- **Written exercise**
Reproduce the material below verbatim, every line of it, with no changes.

- **Labeled area outline material**
----

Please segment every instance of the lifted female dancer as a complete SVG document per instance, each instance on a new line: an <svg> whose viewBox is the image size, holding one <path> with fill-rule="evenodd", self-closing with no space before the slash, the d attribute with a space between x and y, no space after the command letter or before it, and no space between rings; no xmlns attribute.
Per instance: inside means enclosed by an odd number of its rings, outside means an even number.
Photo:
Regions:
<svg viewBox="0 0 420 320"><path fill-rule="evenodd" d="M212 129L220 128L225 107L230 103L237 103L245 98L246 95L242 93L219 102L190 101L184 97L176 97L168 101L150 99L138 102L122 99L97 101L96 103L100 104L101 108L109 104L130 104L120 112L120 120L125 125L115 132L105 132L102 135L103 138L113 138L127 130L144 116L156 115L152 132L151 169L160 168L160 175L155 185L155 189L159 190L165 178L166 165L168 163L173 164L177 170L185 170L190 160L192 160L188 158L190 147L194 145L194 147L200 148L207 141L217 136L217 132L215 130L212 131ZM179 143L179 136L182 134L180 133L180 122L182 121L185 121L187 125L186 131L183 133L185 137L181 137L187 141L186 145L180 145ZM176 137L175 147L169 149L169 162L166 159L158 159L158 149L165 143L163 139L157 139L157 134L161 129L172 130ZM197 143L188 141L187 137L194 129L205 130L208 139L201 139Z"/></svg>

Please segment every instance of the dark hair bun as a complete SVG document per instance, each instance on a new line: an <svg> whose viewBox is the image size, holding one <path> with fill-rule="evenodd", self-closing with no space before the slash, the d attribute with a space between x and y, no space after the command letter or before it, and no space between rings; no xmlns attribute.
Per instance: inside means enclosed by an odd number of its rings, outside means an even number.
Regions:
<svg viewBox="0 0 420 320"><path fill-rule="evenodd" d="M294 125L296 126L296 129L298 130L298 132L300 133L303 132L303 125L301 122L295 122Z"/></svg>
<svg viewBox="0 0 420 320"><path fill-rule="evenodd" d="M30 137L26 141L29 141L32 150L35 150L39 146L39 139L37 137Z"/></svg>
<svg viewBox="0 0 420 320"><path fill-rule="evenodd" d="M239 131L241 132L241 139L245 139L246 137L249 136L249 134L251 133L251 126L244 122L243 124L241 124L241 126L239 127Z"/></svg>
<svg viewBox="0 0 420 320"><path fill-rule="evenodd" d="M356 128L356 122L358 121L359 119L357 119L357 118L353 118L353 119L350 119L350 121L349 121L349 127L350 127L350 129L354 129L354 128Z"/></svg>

----

- **Full response**
Please segment every instance of the lifted female dancer as a complete SVG document per instance, each instance on a new line: an <svg> whose viewBox is the image size, holding one <path> with fill-rule="evenodd", self-closing with no space before the slash, the d attribute with a space between x and y, no space after the command letter or before it, and no space between rings; no xmlns attribute.
Per instance: inside means enclosed by an odd number of its rings, outside means an even number.
Photo:
Regions:
<svg viewBox="0 0 420 320"><path fill-rule="evenodd" d="M212 129L220 128L225 107L230 103L237 103L245 98L246 95L242 93L219 102L190 101L184 97L176 97L168 101L150 99L138 102L122 99L97 101L96 103L100 104L101 108L109 104L130 104L120 112L120 120L125 125L115 132L105 132L102 135L103 138L113 138L127 130L144 116L156 115L152 132L151 169L160 168L160 175L155 185L155 189L159 190L165 178L166 165L168 163L173 164L177 170L185 170L190 160L192 160L188 158L190 147L194 145L194 147L200 148L207 141L217 136L217 132L215 130L212 131ZM179 143L179 136L182 134L180 133L180 122L182 121L185 121L187 125L186 131L183 133L185 137L181 137L187 141L186 145L180 145ZM176 137L175 147L169 149L169 162L166 159L158 159L158 149L165 143L163 139L157 139L157 134L161 129L172 130ZM197 143L188 141L187 137L194 129L205 130L208 139L201 139Z"/></svg>

Please segment every instance of the dark hair bun as a complete SVG document per instance, each instance on a new line: an <svg> whose viewBox is the image size, holding one <path> with fill-rule="evenodd", self-closing with no space before the slash, the d attribute with a space between x and y, no space after the command letter or before it, and no space between rings; no xmlns attribute.
Per instance: inside means enclosed by an odd number of its rings, outside means an even number.
Regions:
<svg viewBox="0 0 420 320"><path fill-rule="evenodd" d="M294 125L296 126L296 129L298 130L298 132L300 133L303 132L303 125L301 122L295 122Z"/></svg>
<svg viewBox="0 0 420 320"><path fill-rule="evenodd" d="M30 137L26 141L29 141L32 150L35 150L39 146L39 139L37 137Z"/></svg>
<svg viewBox="0 0 420 320"><path fill-rule="evenodd" d="M239 131L241 132L241 139L245 139L246 137L249 136L249 134L251 133L251 126L244 122L243 124L241 124L241 126L239 127Z"/></svg>
<svg viewBox="0 0 420 320"><path fill-rule="evenodd" d="M356 128L356 122L358 121L359 119L357 119L357 118L353 118L353 119L350 119L350 121L349 121L349 127L350 127L350 129L354 129L354 128Z"/></svg>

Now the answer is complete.